## TASK OBJECTIVE
Update the data below by changing every "several" to "multiple" and keeping everything else the same.

Data records:
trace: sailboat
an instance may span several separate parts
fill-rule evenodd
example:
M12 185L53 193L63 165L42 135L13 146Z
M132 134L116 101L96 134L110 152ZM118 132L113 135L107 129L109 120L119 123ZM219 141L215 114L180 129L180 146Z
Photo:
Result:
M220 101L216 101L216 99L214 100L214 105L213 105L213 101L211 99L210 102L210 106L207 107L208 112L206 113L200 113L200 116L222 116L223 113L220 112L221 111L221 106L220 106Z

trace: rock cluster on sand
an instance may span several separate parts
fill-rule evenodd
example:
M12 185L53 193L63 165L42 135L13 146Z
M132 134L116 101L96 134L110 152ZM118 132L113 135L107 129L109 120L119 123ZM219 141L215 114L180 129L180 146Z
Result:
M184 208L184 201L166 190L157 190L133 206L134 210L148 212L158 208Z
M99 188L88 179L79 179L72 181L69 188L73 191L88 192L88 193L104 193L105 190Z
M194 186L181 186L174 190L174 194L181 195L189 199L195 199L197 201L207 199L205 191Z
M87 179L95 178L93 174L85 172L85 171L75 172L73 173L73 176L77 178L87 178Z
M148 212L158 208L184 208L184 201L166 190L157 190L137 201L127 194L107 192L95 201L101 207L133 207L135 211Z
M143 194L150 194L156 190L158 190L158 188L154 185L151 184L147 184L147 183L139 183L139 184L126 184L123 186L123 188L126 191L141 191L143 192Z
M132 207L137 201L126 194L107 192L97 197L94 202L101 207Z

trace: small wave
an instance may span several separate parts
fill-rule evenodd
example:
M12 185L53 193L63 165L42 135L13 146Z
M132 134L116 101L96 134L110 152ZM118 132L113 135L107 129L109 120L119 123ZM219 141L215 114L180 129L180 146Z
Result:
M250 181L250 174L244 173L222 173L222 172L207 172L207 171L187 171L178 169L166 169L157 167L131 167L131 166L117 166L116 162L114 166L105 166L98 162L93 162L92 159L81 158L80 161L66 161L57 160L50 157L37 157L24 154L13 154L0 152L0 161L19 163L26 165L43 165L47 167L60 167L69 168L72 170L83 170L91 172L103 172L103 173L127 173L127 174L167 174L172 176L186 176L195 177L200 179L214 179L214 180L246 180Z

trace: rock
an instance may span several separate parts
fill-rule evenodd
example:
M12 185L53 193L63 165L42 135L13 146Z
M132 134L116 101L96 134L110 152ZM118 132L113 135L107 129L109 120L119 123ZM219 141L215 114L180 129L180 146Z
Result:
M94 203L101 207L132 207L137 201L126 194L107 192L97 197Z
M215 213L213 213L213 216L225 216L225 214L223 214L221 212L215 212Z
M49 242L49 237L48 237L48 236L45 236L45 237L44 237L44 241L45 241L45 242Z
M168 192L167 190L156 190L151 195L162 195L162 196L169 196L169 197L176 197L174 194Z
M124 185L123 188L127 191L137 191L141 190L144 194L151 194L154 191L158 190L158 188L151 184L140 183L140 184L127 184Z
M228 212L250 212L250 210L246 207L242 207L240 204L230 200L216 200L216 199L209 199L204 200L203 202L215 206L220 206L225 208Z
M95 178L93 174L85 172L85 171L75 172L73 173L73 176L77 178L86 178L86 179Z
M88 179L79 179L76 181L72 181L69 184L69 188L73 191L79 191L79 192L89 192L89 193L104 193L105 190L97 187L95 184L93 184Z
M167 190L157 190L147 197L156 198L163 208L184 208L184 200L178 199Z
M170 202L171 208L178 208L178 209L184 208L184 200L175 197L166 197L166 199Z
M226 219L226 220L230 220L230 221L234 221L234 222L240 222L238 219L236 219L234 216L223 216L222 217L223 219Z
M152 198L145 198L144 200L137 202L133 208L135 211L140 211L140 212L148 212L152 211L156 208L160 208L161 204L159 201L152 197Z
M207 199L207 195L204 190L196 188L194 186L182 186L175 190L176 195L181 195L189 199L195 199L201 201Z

## CORRECT ANSWER
trace: sailboat
an instance may span multiple separate parts
fill-rule evenodd
example:
M12 185L53 193L63 165L42 135L13 146Z
M132 134L116 101L96 134L110 152ZM118 132L113 135L107 129L109 120L119 123ZM219 141L215 114L180 129L180 146Z
Photo:
Result:
M220 101L216 101L216 99L214 100L214 105L213 105L213 101L211 99L210 102L210 106L207 107L208 112L206 113L200 113L200 116L222 116L223 113L220 112L221 111L221 106L220 106Z

trace: rock cluster on sand
an instance may span multiple separate parts
fill-rule evenodd
example:
M12 185L53 193L63 165L42 135L13 146Z
M132 134L116 101L96 134L110 152ZM118 132L113 135L107 129L109 120L119 123ZM219 141L215 114L180 129L180 146Z
Result:
M184 208L184 201L166 190L157 190L133 206L134 210L148 212L158 208Z
M99 188L88 179L79 179L72 181L69 188L73 191L88 192L88 193L104 193L105 190Z
M194 186L181 186L174 190L174 194L181 195L189 199L195 199L197 201L207 199L205 191Z
M87 179L95 178L93 174L85 172L85 171L75 172L73 173L73 176L77 178L87 178Z
M148 212L158 208L184 208L184 201L166 190L157 190L137 201L127 194L107 192L95 201L101 207L133 207L135 211Z
M143 194L150 194L156 190L158 190L158 188L154 185L151 184L147 184L147 183L139 183L139 184L126 184L123 186L123 188L126 191L141 191L143 192Z
M132 207L137 201L126 194L107 192L97 197L94 202L101 207Z

trace: small wave
an instance may span multiple separate parts
fill-rule evenodd
example:
M12 185L53 193L63 165L42 135L13 146Z
M132 134L116 101L96 134L110 152ZM118 132L113 135L107 129L109 120L119 123ZM219 141L215 114L180 129L180 146Z
Result:
M250 181L250 174L244 173L222 173L222 172L207 172L207 171L187 171L178 169L166 169L157 167L131 167L131 166L117 166L116 162L114 166L105 166L98 162L93 162L92 159L81 158L80 161L66 161L57 160L50 157L37 157L24 154L13 154L0 152L0 161L19 163L26 165L43 165L47 167L60 167L69 168L72 170L83 170L91 172L103 172L103 173L127 173L127 174L167 174L172 176L186 176L195 177L200 179L214 179L214 180L246 180Z

trace: rock
an instance may span multiple separate parts
fill-rule evenodd
example:
M12 185L53 193L63 165L42 135L13 146Z
M132 134L116 101L96 134L110 152ZM118 132L113 135L107 129L109 120L119 123ZM219 141L215 114L180 129L180 146Z
Result:
M94 203L101 207L132 207L137 201L126 194L107 192L97 197Z
M215 213L213 213L213 216L225 216L225 214L223 214L221 212L215 212Z
M49 242L49 237L48 237L48 236L45 236L45 237L44 237L44 241L45 241L45 242Z
M168 192L167 190L156 190L151 195L162 195L162 196L169 196L169 197L176 197L174 194Z
M124 185L123 188L127 191L137 191L141 190L144 194L151 194L154 191L158 190L158 188L151 184L140 183L140 184L127 184Z
M228 212L250 212L250 210L246 207L242 207L240 204L230 200L216 200L216 199L209 199L204 200L203 202L215 206L220 206L225 208Z
M95 178L93 174L85 172L85 171L75 172L73 173L73 176L77 178L86 178L86 179Z
M88 179L79 179L76 181L72 181L69 184L69 188L73 191L79 191L79 192L89 192L89 193L104 193L105 190L97 187L95 184L93 184Z
M167 190L157 190L147 197L156 198L163 208L184 208L184 200L178 199Z
M170 202L171 208L178 208L178 209L184 208L184 200L175 197L166 197L166 199Z
M226 219L226 220L230 220L230 221L234 221L234 222L240 222L238 219L236 219L234 216L223 216L222 217L223 219Z
M152 198L145 198L144 200L137 202L133 208L135 211L140 211L140 212L148 212L152 211L156 208L160 208L161 204L159 201L152 197Z
M207 199L207 195L204 190L196 188L194 186L182 186L175 190L176 195L181 195L189 199L195 199L201 201Z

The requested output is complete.